- **Source document**
⟨

I’d photographed many, many protests and public marches over the years. I hadn’t seen a crowd of this size though since the 2003 Iraq invasion march at Hyde Park. What stood out at this one was the sheer reverence that was had by all there.
During proceedings at the steps of the Town Hall, where family members of those lost to police brutality told their stories, the 25,000+ crowd were dead silent. It was like walking through a cathedral.
I remember shortly after making this photograph of Paul Silva, nephew of David Dungay, I walked a couple of hundred meters through the crowd to what was to be the front of the march and it was total silence and all eyes towards the steps. I had to hold back tears at times. It’s pretty remarkable, beautiful in fact to see so many strangers in the one place coming together in solidarity.
Lake Conjola 19/2/2020 The extent of the devastation on the South Coast is revealed from the air on board a Defence Force Taipan helicopter. Image by James Brickwood for the Sydney Morning Herald.
I was in Mogo on New Year's Eve 2019 when the bushfires ravaged the south coast of NSW. I’d never experienced anything like it.
From a father protecting his home with his family inside, while his elderly father’s home burned and he not sure if he’d gotten out and survived or not, to a softly spoken gentleman in the midst of a deathly quiet, forest, stripped of all foliage, asking quietly, politely (like he was being an inconvenience) whether he could possibly use my phone to let his wife know he was alive.
Former Sydney Swans AFL player Adam Goodes. Image by James Brickwood for the Australian Financial Review.

⟩

- **Things to do**
**1.** According to the photographer's account, how large was the crowd at the Town Hall steps?
**2.** Write the next part of the photographer's account of protests and bushfires, picking up after its final caption.

Stored data entries
⟨

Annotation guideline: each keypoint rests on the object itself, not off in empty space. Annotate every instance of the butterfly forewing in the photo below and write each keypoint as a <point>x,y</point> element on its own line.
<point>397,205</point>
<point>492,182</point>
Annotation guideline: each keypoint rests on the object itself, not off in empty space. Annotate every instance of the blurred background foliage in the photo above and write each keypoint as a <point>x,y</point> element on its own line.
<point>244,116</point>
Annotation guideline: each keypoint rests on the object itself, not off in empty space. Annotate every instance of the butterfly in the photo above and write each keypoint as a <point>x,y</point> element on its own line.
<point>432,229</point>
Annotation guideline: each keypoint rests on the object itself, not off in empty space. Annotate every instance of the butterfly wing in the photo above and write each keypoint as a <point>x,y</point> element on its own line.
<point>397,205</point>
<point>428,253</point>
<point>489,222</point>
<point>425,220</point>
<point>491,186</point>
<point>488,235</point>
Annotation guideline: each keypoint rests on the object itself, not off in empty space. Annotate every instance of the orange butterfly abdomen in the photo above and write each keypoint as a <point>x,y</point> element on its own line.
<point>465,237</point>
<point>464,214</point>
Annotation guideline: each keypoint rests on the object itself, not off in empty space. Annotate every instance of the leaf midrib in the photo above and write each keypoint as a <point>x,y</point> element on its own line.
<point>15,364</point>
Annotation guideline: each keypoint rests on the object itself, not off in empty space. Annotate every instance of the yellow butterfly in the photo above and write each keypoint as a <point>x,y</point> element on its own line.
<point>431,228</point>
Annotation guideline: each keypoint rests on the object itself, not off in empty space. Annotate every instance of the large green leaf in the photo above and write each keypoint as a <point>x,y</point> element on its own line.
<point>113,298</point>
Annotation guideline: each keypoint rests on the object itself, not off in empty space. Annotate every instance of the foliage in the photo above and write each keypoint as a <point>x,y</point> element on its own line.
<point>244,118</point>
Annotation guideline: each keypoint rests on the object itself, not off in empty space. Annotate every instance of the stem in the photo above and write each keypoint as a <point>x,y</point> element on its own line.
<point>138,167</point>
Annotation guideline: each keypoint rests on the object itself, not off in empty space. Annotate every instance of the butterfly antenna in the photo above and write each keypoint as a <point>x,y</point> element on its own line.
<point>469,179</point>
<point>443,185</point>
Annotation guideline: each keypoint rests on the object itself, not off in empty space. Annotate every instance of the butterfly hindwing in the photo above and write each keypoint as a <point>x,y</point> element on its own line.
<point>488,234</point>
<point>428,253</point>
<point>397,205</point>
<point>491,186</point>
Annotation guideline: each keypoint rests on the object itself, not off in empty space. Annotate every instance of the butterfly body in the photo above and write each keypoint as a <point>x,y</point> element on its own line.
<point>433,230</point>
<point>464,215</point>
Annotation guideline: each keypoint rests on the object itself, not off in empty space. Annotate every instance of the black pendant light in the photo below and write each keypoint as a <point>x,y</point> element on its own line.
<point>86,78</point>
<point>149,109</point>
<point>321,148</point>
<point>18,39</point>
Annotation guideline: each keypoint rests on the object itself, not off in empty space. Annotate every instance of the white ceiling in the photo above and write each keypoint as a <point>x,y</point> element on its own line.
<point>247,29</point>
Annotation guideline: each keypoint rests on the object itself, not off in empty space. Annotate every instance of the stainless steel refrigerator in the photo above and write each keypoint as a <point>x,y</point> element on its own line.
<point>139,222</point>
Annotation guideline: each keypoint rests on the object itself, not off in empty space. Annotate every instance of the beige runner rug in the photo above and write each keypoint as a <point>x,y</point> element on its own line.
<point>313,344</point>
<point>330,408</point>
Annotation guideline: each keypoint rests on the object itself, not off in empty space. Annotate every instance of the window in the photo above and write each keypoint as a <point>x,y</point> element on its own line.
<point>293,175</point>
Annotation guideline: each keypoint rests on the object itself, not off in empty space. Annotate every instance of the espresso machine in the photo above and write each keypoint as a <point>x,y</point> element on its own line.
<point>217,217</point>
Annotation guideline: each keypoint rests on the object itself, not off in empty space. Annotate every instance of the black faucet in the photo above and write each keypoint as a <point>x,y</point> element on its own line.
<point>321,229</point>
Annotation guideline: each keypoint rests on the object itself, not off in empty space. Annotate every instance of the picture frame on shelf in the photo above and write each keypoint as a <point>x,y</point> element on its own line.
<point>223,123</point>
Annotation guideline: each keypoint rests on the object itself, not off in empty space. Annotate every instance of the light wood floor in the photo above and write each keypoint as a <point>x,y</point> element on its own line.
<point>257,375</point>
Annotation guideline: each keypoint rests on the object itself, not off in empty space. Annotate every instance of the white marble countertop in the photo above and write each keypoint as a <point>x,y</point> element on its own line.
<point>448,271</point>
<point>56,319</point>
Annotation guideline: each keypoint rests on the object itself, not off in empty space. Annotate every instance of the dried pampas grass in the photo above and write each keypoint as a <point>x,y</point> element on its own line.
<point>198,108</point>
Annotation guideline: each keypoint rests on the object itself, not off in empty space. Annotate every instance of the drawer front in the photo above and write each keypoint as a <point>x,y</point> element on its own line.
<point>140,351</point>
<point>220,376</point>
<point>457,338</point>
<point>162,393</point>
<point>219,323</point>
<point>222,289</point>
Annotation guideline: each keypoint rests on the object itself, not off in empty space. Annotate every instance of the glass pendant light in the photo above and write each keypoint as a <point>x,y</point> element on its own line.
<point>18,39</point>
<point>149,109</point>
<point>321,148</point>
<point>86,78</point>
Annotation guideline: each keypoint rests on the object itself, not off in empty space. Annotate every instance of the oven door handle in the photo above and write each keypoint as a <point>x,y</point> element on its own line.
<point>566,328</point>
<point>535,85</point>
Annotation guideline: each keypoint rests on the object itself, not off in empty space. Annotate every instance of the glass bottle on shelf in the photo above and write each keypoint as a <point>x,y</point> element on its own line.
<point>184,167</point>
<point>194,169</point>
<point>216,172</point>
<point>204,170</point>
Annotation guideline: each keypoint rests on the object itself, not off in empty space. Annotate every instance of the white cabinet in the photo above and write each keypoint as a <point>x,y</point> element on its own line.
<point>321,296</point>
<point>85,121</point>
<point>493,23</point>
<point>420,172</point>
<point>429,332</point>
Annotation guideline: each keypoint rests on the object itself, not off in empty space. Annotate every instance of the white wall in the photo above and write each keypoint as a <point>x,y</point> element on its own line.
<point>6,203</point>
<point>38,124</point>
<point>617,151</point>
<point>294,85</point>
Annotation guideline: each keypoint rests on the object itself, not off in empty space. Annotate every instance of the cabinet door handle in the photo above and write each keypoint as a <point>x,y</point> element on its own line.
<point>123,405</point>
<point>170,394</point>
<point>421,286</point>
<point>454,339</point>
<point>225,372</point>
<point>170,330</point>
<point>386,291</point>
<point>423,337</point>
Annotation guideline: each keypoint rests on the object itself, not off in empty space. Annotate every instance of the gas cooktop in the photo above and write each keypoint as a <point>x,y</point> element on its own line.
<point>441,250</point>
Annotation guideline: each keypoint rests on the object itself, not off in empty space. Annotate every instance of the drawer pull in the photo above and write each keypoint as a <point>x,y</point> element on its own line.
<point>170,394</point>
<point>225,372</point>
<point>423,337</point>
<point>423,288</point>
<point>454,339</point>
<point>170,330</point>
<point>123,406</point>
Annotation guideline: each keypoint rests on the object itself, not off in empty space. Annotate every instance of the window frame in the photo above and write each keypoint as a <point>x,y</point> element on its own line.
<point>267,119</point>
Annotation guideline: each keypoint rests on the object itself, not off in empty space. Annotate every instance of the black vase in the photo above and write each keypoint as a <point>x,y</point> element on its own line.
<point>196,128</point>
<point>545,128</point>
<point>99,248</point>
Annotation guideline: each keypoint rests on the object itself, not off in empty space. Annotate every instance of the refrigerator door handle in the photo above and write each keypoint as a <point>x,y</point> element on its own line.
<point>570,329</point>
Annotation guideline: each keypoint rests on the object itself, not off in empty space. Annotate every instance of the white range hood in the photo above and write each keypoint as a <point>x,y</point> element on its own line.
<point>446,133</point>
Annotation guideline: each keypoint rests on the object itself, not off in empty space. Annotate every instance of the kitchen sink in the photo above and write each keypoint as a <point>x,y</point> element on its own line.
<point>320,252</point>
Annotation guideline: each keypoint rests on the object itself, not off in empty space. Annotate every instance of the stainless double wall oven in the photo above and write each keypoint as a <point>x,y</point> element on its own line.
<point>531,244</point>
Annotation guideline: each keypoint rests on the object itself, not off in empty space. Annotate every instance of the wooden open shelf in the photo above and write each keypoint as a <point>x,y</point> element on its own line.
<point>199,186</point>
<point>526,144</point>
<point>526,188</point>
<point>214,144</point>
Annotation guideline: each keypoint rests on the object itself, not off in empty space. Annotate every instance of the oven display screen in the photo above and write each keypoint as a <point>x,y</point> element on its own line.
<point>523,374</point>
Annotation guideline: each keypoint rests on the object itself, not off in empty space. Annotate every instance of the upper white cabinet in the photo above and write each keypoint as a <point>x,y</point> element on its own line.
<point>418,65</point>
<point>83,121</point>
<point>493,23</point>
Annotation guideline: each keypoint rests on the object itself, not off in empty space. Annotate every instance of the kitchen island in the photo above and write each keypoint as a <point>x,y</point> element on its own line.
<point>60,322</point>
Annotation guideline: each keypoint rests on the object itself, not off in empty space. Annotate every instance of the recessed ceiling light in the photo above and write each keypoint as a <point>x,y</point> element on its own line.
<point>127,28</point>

⟩

- **Answers provided**
**1.** More than 25,000 people.

**2.**
I photographed Adam Goodes as part of the Australian Financial Review Magazine’s Power Issue. Goodes was second in a list of the ten most culturally powerful Australians for 2019.
Goodes left the AFL in 2015. The 2019 film The Final Quarter, documented the last years of his time playing the game he once loved, which saw him leave after multiple and ongoing racial abuse from some football fans and commentators, of which the AFL never appropriately addressed at the time.
Along with his Swans teammate Michael O’laughlin, they formed the Go Foundation, a foundation to create opportunities for Indigenous youth through education.
My portrait of Goodes is Goodes representing GO.
It’s not Goodes the footballer, but Goodes proud to be giving back to his community.
The body of a COVID-19 victim is delivered to a Sydney funeral director, after being released from hospital. Image by James Brickwood.
The body of a COVID-19 victim was the first time we’d seen someone in Australia taken by the virus.
This photograph was made in April 2020. Still quite early on in the pandemic and when there was still quite a lot unknown about the virus, its lethality and how easily it could be spread.
In order to make this photograph, I had to bow covered head to toe in PPE. The deceased was in two body bags as a safety measure and to protect all those had had to handle him.
"Up where we belong" by James Brickwood. A man with a stocking over his head is heaved above the crowd during a C.O.F.F.I.N. set in a Sydney bookstore.
My last image is from a series documenting pub punk rock on the Northern Beaches. A kind of last bastion for this particular scene in many ways. What made it particular was the fans such gigs attracted.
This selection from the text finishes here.